Description of the task:
Begin at the line that has "visible tree line." and stop after the line that has "top-left (12, 231), bottom-right (88, 259)". Write those lines out again with "pixel coordinates" swapped for "image coordinates" and nothing else altered.

◇ ◇ ◇ ◇

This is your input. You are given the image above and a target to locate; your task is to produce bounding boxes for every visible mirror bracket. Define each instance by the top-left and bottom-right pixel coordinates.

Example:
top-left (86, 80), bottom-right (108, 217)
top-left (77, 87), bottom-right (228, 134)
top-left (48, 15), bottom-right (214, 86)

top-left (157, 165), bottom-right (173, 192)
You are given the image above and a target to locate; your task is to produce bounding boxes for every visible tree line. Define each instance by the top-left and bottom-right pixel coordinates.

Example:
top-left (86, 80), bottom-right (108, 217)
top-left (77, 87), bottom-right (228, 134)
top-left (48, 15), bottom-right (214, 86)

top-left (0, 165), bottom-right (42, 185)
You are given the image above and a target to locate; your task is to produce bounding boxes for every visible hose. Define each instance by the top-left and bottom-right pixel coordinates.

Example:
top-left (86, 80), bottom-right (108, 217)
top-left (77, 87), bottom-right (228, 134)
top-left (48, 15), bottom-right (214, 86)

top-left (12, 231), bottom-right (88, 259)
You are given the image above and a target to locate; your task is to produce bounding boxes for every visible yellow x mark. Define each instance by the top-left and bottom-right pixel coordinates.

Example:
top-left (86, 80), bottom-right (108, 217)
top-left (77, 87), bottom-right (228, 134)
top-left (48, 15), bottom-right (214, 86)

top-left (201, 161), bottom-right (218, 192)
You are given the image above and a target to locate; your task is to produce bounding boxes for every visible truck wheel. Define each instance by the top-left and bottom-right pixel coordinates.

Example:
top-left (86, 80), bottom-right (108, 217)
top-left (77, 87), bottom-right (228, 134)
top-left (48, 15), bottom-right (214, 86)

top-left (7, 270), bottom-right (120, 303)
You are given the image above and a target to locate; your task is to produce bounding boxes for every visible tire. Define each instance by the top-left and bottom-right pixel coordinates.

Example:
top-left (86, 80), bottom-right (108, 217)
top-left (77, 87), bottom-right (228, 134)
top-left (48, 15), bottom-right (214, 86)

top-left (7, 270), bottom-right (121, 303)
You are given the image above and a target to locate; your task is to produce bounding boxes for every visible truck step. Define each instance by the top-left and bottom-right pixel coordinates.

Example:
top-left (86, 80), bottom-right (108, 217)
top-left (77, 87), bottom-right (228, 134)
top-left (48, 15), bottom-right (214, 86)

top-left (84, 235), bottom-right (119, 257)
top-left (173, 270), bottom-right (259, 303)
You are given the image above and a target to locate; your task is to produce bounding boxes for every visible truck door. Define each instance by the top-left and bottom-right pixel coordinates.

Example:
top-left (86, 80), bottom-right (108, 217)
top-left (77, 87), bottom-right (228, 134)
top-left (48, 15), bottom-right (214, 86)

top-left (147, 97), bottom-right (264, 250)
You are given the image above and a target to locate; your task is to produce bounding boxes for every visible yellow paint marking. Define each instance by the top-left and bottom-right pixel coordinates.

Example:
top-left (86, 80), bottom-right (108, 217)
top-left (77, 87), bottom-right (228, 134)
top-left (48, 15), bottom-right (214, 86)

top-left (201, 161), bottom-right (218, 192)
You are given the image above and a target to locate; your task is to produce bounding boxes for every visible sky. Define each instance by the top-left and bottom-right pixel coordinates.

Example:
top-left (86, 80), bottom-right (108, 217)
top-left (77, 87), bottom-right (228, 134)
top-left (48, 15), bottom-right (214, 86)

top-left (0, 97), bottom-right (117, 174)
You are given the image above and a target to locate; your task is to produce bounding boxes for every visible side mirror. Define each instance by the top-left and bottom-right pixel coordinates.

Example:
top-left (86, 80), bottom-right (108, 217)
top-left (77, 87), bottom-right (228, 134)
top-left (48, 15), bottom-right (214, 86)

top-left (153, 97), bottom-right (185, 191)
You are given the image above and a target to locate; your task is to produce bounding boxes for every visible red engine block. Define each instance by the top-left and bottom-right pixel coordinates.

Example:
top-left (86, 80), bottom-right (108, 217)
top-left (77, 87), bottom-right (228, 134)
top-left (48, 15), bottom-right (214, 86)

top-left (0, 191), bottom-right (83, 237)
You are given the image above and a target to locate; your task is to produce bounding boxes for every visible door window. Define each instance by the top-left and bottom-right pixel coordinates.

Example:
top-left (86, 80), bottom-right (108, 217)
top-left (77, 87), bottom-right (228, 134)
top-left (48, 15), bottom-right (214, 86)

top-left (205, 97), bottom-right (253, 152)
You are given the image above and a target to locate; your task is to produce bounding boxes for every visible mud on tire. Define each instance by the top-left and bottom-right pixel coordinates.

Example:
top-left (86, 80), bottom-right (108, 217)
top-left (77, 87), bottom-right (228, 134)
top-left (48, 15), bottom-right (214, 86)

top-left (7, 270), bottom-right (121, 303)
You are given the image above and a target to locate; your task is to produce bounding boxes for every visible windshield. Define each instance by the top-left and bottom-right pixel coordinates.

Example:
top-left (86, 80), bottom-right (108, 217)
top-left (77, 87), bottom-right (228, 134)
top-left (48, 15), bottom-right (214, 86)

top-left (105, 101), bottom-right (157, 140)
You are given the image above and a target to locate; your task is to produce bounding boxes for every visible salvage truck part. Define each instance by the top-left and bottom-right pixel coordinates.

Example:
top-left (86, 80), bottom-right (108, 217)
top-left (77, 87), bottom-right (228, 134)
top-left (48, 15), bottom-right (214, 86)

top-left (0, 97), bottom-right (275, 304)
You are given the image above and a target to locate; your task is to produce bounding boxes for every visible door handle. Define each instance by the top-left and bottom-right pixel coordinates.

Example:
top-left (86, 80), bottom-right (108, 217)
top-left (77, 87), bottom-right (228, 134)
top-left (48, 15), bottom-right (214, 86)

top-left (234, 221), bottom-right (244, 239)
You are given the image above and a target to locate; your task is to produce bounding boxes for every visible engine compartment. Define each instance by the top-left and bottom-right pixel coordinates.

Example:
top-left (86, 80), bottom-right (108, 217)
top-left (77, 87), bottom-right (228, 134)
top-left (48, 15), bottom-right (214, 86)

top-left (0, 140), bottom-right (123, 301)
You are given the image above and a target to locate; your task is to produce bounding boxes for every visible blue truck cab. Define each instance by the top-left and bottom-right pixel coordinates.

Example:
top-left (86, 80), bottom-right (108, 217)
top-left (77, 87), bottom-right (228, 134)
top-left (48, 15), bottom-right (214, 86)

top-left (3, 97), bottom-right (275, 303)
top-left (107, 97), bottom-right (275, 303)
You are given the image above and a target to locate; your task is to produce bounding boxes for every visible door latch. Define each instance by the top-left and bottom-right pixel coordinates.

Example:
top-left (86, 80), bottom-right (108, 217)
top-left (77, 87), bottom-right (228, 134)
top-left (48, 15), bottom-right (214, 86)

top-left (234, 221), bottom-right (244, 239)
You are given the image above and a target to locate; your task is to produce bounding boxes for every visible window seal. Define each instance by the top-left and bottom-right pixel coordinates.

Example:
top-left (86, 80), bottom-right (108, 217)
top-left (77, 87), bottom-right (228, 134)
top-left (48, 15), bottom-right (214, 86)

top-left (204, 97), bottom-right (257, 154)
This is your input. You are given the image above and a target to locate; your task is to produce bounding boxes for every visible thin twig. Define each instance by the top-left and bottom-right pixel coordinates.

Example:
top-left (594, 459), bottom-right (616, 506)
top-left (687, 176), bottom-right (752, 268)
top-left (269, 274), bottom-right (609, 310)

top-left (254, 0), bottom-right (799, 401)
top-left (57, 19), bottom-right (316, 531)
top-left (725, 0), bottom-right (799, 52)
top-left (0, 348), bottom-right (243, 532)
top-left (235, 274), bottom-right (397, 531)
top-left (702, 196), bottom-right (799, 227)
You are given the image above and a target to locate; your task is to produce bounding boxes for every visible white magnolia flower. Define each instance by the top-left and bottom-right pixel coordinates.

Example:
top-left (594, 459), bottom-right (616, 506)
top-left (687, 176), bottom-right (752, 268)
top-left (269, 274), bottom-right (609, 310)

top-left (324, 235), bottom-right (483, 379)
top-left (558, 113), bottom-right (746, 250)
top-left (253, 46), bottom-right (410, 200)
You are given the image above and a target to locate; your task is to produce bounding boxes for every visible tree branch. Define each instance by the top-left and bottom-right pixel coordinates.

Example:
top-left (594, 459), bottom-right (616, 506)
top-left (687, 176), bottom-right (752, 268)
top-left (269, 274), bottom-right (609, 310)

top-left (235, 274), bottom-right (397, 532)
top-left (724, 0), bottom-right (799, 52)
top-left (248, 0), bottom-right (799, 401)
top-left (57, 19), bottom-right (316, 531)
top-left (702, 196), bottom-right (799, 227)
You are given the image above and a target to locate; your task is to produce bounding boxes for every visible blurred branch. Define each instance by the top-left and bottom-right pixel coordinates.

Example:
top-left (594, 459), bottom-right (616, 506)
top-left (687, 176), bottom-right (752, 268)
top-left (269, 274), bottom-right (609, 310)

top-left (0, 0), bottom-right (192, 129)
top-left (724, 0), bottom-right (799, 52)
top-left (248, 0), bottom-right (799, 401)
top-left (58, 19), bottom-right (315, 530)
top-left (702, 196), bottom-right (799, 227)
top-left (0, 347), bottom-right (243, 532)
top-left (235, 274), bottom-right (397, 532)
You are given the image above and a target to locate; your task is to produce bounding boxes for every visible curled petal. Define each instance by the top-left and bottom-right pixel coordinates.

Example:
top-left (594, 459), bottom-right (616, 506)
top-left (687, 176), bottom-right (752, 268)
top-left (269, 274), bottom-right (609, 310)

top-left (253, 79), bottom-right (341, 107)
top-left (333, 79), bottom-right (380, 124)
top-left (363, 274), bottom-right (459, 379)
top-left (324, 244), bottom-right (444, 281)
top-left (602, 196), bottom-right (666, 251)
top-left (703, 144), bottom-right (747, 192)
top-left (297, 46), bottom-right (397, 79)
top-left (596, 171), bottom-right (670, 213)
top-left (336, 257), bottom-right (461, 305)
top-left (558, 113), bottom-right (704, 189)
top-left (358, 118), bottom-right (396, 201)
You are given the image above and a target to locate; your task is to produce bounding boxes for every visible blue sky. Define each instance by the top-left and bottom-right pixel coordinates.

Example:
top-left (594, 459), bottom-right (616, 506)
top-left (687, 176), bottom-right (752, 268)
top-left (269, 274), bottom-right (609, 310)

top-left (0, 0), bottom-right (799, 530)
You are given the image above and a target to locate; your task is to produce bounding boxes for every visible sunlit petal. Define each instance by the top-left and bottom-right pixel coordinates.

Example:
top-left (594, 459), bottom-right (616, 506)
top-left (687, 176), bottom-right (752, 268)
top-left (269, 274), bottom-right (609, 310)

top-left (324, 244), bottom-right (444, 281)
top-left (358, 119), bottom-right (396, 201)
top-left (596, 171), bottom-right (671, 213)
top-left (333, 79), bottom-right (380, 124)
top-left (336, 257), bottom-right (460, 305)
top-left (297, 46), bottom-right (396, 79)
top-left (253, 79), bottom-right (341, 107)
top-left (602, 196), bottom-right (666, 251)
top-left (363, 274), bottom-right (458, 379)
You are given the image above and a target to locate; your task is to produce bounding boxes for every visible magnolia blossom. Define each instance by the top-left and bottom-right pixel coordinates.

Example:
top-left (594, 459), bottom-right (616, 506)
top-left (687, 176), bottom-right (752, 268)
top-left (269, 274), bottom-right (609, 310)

◇ ◇ ◇ ◇

Exercise response:
You are given the image above and a target to locate; your task is to produce bounding boxes for every visible tree line. Define each instance by the top-left and bottom-right image coordinates.

Example:
top-left (86, 80), bottom-right (108, 217)
top-left (77, 87), bottom-right (228, 134)
top-left (48, 15), bottom-right (214, 86)

top-left (0, 165), bottom-right (42, 185)
You are given the image above and a target to locate; your task is to produce bounding boxes for every visible hose. Define each instance by the top-left and bottom-right image coordinates.

Example:
top-left (86, 80), bottom-right (108, 217)
top-left (77, 87), bottom-right (228, 134)
top-left (48, 15), bottom-right (214, 86)

top-left (12, 231), bottom-right (88, 259)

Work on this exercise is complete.